Tugas Dikerjakan:
(1) Ubah bagian baris data yang dibuka oleh baris berisi "# test: mark the sunset" dan ditutup oleh baris berisi "point(622, 267)", termasuk kedua baris itu, menjadi daftar JSON berisi string, satu string untuk tiap baris, tanpa baris kosong.
(2) Teruskan tulisan tentang revitalisasi GBHN dan MPR dari kalimat terakhirnya.

Potongan Teks:
Jumat, 05 Februari 2016

Revitalisasi GBHN, Revitalisasi MPR

Revitalisasi GBHN, Revitalisasi MPR

Hajriyanto Y Thohari  ;   Wakil Ketua MPR RI Periode 2009-2014
                                                  REPUBLIKA, 03 Februari 2016

                                                                                                                                                           
                                                                                                                                                           

Rapat Kerja Nasional (Rakernas) I Partai Demokrasi Indonesia Perjuangan pada 10-12 Januari 2016 memutuskan untuk menghidupkan kembali Garis-Garis Besar Haluan Negara (GBHN) dengan—atau tanpa—amendemen UUD 1945 secara terbatas. Meski ini bukan hal baru karena sebelumnya telah banyak wacana tentang perlunya revitalisasi GBHN.

Data Diolah:
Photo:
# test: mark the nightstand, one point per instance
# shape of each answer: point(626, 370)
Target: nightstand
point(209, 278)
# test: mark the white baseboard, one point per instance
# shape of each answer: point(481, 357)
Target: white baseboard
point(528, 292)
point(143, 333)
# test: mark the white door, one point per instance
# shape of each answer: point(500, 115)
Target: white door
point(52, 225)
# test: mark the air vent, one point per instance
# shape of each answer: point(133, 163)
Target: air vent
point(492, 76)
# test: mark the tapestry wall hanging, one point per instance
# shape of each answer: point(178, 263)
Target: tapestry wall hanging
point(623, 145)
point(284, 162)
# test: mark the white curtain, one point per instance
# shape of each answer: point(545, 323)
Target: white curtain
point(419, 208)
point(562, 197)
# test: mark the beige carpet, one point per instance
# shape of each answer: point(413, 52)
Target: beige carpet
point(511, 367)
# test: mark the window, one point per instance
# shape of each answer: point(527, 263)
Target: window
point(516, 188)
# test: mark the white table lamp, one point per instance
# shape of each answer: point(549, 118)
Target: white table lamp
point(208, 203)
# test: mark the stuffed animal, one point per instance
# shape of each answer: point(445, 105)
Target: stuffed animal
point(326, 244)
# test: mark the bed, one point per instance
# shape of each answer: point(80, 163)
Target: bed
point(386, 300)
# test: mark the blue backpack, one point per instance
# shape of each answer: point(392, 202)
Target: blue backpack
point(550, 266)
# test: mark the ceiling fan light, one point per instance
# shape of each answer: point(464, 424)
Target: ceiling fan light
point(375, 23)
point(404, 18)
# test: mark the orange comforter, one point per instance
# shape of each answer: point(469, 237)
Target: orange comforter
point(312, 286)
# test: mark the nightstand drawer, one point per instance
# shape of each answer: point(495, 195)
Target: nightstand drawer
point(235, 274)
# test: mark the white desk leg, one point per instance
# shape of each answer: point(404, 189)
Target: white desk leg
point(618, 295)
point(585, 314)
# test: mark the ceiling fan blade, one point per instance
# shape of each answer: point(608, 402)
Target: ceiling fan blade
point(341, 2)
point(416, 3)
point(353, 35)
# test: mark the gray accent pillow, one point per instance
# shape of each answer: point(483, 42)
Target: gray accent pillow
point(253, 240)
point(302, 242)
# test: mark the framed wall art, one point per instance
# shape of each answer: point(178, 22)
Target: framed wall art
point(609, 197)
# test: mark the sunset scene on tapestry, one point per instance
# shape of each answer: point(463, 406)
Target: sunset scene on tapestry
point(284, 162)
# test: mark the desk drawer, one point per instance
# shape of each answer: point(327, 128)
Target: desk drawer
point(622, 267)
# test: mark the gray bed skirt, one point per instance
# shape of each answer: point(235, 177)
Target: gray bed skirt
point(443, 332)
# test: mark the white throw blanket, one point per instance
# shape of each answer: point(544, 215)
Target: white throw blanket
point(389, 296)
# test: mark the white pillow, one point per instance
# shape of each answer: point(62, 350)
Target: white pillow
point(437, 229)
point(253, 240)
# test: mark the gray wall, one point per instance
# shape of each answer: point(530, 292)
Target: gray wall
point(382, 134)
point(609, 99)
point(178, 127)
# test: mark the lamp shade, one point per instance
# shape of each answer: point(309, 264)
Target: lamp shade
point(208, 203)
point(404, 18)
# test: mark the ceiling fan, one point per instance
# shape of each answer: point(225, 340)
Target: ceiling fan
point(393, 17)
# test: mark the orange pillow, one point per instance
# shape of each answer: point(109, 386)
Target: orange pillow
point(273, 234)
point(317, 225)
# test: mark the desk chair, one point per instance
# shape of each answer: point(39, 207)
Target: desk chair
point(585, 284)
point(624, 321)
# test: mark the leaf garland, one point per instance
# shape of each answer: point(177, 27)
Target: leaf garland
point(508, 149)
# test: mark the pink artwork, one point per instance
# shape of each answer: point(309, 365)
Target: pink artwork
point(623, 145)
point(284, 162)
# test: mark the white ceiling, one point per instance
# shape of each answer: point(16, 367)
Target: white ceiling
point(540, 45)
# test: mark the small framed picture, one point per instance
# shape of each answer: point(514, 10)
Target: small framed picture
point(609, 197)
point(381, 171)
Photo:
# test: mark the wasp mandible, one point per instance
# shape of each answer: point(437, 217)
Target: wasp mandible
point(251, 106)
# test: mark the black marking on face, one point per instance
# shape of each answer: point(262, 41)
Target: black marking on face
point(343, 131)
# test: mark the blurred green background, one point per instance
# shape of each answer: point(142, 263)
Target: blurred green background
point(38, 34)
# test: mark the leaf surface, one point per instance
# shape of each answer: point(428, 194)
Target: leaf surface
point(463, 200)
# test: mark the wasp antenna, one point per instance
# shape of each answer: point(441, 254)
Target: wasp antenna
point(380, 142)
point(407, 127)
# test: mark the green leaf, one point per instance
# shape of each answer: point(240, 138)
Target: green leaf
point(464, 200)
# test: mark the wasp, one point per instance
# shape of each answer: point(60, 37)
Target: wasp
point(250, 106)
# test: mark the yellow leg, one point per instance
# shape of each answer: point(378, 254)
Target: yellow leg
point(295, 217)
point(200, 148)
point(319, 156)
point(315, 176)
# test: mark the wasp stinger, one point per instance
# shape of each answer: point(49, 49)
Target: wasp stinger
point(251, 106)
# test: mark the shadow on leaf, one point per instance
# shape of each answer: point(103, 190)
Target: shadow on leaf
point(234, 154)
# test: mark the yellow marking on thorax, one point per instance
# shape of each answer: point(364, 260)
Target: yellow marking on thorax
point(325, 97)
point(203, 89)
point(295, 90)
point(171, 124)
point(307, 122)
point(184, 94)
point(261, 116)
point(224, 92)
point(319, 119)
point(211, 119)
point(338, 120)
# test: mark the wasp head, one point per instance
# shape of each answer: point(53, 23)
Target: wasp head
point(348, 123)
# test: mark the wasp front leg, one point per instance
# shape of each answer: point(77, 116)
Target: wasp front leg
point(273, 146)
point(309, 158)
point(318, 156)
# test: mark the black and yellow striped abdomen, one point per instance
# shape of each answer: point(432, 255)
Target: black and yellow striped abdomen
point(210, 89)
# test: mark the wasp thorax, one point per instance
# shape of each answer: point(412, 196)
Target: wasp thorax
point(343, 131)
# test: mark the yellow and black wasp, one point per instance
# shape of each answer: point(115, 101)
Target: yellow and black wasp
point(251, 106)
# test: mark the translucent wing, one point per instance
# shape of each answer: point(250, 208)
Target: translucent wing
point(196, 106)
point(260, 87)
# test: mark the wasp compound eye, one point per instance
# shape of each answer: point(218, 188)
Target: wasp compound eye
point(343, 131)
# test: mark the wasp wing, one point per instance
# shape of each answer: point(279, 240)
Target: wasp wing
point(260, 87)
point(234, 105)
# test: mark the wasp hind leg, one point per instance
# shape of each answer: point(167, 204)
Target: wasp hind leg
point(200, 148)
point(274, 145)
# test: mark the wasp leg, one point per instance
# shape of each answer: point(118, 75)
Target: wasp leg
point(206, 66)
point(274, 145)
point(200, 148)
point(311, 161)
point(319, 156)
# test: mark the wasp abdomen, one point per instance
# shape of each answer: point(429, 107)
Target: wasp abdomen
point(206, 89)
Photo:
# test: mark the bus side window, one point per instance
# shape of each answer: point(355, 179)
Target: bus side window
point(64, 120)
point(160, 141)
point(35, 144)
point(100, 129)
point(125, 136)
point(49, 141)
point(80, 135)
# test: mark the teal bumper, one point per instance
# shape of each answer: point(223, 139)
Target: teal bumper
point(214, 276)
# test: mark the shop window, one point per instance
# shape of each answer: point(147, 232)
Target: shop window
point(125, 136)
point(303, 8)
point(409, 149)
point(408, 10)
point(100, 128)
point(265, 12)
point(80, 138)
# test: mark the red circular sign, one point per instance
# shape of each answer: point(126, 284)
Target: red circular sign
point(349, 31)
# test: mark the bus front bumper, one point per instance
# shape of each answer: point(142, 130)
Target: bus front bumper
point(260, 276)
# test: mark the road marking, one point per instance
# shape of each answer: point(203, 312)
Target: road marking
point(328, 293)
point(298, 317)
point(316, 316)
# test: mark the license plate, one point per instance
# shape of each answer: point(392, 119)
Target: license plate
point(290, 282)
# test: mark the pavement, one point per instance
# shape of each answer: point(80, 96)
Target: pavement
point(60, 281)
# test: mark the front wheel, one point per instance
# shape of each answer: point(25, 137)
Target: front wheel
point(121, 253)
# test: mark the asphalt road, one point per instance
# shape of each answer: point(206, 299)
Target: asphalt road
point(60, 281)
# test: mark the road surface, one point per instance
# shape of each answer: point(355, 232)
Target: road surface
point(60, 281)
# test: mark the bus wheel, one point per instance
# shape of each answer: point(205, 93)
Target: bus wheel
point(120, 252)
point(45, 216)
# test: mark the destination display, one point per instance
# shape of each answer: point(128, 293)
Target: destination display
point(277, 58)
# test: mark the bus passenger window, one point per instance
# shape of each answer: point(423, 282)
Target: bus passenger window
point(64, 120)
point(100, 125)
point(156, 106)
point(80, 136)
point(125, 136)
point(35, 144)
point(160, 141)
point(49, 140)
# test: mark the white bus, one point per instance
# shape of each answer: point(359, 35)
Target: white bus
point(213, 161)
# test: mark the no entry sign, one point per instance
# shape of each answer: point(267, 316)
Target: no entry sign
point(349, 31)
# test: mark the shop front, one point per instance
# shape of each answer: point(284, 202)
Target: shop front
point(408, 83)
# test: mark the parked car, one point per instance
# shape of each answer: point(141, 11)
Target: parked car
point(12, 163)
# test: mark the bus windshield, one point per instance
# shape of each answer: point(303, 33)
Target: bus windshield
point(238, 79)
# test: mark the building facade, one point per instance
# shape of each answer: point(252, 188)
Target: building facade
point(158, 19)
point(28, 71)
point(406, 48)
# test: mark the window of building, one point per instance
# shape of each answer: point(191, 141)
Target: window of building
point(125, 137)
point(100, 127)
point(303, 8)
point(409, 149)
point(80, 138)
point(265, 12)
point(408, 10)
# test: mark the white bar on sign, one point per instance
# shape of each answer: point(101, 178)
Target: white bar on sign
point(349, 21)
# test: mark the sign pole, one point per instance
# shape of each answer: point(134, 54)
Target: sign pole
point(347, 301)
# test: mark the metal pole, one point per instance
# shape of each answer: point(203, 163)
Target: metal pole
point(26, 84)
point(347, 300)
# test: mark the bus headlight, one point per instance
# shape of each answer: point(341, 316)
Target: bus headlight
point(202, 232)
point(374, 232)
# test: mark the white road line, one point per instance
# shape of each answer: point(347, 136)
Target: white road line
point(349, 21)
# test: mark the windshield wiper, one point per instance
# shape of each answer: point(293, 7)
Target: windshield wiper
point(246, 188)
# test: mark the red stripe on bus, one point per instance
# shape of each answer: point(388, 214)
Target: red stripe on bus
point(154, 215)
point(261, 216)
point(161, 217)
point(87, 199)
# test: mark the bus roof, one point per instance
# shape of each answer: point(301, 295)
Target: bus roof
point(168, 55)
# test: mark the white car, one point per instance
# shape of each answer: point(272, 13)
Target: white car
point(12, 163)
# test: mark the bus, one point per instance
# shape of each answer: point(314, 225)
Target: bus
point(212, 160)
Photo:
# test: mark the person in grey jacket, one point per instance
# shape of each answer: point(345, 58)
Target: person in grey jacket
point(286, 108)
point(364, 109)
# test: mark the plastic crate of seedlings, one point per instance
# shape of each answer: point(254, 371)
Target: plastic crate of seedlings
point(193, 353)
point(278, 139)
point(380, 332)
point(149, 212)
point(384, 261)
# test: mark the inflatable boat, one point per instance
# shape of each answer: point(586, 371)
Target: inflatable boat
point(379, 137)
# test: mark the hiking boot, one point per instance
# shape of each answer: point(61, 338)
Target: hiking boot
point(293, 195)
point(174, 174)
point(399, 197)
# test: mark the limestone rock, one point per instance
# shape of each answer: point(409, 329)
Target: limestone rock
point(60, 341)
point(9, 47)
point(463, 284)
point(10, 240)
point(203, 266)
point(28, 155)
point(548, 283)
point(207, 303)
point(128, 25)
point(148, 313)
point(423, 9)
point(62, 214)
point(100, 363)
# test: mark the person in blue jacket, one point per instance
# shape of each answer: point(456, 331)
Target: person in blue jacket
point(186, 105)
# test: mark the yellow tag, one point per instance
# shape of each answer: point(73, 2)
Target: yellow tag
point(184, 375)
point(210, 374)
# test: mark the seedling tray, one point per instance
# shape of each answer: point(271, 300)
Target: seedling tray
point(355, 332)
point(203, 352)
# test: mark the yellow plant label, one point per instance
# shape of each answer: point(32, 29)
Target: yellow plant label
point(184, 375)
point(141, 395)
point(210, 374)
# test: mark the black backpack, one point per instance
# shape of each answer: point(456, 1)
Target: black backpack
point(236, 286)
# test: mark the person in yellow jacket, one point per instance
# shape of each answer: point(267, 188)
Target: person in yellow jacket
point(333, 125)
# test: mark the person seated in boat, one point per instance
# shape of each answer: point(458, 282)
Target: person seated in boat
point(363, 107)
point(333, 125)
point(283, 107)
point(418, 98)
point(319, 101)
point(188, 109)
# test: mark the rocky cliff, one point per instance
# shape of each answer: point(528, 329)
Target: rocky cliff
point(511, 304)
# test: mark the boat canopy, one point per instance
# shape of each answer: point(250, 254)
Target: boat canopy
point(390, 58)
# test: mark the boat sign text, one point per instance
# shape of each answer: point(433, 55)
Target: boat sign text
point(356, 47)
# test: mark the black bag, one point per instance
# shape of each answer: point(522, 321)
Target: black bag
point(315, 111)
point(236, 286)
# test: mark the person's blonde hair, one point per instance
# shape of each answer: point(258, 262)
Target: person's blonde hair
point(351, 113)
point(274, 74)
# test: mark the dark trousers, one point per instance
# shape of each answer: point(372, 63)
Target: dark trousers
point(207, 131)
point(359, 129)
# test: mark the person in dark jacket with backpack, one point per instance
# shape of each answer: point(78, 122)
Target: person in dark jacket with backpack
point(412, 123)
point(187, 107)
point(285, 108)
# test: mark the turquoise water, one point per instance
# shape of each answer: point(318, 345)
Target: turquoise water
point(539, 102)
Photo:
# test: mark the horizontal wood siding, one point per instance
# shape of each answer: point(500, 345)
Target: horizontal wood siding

Jawaban:
(1)
[
  "# test: mark the sunset scene on tapestry, one point per instance",
  "# shape of each answer: point(463, 406)",
  "Target: sunset scene on tapestry",
  "point(284, 162)",
  "# test: mark the desk drawer, one point per instance",
  "# shape of each answer: point(327, 128)",
  "Target: desk drawer",
  "point(622, 267)"
]

(2)
Akan tetapi, harus diakui bahwa keputusan partai politik pemenang Pemilu 2014 ini adalah yang paling berwibawa: resonansi dan reperkusi politiknya bukan hanya sangat kuat, bahkan tujuh lembaga (tinggi) negara langsung melakukan rapat konsultasi dan setuju menindaklanjuti keputusan PDIP itu. Alhasil, masyarakat pun memandang PDIP bersungguh-sungguh dengan keputusannya itu.

Sejatinya tidaklah benar jika dikatakan sejak reformasi negara kita berjalan tanpa GBHN. Secara subtansial, ada "GHBN", yaitu apa yang sekarang ini disebut Rencana Pembangunan Jangka Menengah (RPJM). Meski secara formal dalam nomenklatur kenegaraan kita tidak ada kata GBHN (dalam huruf besar), secara substansial apa yang dulu dikandung dalam GBHN sudah ada dalam RPJM.

Dan RPJM 2915-2019 (Perpres No 2 Tahun 2015) yang berjalan sekarang ini—sebagaimana beberapa RPJM sebelumnya—juga berpedoman pada UU No 17 Tahun 2007 tentang Rencana Pembangunan Jangka Panjang Nasional (RPJPN 2005-2025) dan UU No 25 Tahun 2004 tentang Sistem Perencanaan Pembangunan Nasional (SPPN).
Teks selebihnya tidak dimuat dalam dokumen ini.